### WHAT TO PRODUCE
Pick out every line in the records below that contains the string "shoreline", treating uppercase and lowercase as different, and copy each of those lines.

### Object detection records
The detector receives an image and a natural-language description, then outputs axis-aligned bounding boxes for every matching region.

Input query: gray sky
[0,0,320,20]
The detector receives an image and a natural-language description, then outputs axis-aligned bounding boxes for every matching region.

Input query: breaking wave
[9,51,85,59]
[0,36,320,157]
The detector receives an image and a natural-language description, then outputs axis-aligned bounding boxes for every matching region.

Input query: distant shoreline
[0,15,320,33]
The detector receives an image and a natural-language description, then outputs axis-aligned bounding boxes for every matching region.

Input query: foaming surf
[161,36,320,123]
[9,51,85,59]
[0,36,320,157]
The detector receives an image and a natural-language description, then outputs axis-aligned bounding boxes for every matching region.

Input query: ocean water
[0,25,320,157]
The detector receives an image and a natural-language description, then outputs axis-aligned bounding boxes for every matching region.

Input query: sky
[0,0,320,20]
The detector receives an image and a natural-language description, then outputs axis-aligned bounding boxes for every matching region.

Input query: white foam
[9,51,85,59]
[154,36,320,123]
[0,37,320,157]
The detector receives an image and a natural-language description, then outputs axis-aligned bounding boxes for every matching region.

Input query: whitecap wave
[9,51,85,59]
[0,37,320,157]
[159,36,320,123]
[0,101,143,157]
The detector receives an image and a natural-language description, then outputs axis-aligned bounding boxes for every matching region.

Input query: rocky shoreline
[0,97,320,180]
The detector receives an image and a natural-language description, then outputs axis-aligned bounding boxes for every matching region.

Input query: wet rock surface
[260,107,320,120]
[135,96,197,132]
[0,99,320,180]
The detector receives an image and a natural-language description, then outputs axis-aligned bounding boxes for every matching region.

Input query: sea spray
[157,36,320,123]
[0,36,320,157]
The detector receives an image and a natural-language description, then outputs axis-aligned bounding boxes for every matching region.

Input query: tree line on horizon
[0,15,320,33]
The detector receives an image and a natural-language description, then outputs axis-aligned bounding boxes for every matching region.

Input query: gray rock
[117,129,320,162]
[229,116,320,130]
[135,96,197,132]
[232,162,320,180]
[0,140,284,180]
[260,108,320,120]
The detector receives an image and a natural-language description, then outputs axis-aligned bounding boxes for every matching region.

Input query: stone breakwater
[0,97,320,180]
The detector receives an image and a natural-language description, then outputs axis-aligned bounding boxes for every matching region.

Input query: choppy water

### EXERCISE SOLUTION
Input query: distant shoreline
Input query: rocky shoreline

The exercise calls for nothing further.